Count the lines in the data below that contain the string "water". Give only the number.

-- Begin --

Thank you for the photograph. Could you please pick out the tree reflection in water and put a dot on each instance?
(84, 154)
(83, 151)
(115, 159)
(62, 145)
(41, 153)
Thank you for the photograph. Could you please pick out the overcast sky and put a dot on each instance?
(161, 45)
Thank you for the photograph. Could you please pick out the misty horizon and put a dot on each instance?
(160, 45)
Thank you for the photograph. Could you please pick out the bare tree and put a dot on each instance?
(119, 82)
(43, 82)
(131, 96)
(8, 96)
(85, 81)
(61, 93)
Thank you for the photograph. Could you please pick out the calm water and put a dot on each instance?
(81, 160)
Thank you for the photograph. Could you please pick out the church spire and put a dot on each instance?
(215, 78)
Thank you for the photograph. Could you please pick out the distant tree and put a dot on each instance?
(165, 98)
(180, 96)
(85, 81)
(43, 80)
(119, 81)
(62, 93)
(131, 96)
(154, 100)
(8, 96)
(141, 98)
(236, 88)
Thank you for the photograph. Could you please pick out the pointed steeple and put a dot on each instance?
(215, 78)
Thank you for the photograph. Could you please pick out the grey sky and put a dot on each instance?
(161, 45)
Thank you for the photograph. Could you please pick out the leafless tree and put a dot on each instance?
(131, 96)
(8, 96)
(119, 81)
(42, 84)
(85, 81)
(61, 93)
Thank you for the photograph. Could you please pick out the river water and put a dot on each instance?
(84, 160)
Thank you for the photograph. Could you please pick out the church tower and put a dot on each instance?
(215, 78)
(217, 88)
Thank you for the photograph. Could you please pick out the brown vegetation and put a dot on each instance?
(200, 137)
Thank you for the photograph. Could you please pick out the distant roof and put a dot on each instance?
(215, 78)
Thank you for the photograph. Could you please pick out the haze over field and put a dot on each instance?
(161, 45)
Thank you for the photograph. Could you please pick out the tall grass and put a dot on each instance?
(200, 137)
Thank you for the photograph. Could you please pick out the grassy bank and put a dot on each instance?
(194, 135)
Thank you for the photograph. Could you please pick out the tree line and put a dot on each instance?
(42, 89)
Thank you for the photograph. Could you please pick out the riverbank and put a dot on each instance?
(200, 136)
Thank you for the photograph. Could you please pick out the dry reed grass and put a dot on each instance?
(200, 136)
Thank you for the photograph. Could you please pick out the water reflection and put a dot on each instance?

-- End --
-- Begin --

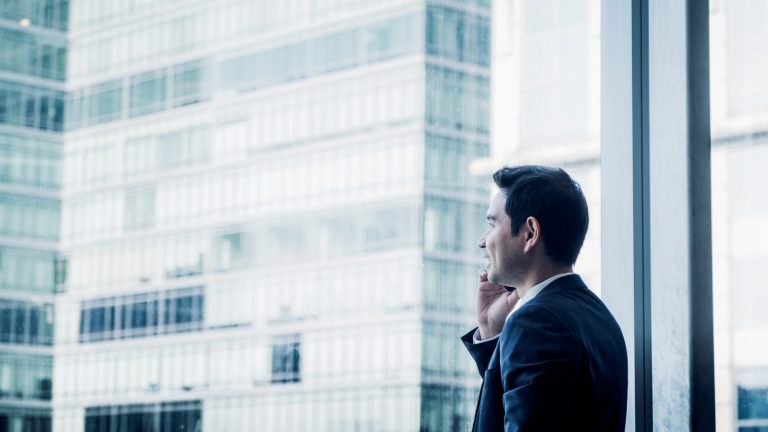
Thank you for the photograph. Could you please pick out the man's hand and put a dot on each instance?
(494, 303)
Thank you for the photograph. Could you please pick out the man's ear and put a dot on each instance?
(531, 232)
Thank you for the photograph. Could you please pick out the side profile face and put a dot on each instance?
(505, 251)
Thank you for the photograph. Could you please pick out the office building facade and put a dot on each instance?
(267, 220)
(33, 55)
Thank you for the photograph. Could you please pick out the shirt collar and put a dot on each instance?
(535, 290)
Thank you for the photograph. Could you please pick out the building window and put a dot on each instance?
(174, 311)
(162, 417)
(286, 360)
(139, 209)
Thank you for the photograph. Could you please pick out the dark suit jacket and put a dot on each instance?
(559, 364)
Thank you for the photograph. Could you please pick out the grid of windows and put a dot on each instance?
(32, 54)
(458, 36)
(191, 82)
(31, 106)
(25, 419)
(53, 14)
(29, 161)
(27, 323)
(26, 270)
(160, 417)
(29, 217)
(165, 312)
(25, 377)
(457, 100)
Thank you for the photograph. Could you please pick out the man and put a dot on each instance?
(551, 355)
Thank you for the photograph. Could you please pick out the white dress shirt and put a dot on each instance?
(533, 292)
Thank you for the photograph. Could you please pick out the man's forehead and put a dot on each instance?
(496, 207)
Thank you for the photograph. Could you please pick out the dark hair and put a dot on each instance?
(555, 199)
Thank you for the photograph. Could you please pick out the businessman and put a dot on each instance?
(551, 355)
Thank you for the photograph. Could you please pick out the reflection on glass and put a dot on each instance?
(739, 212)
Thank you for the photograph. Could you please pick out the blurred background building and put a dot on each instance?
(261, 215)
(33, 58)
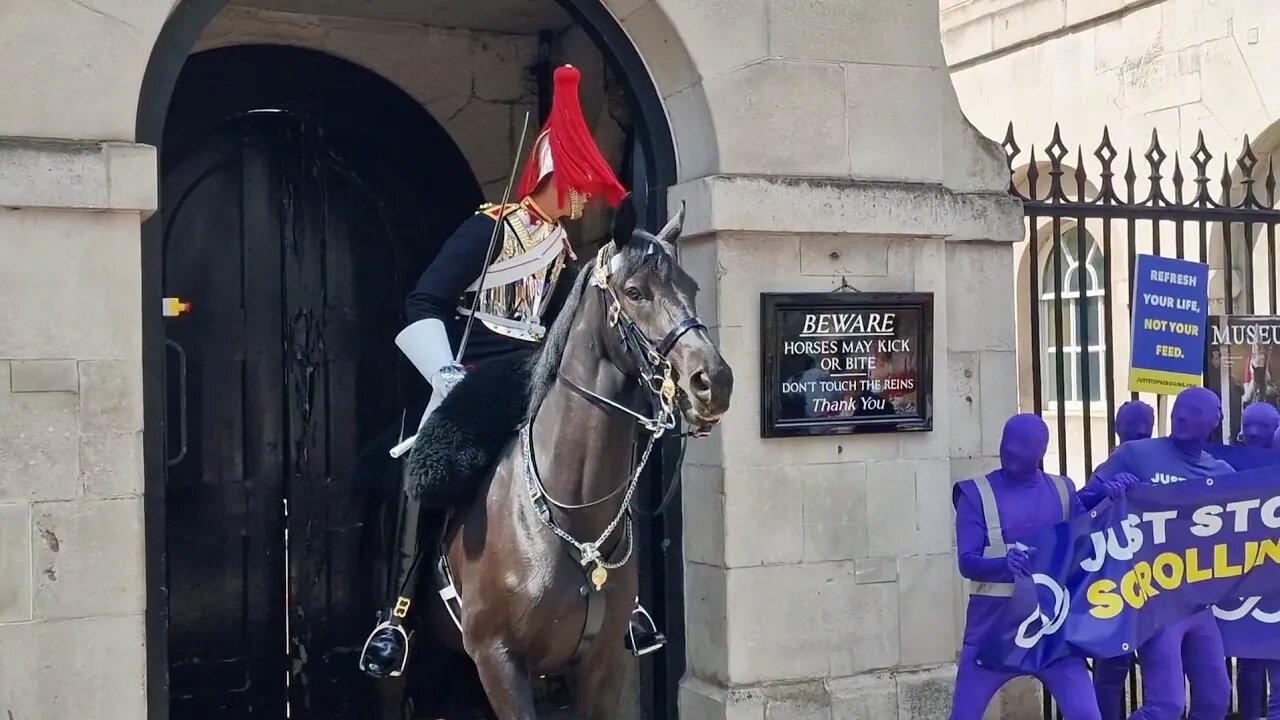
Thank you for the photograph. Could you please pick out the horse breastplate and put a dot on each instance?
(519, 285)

-- End --

TASK RESULT:
4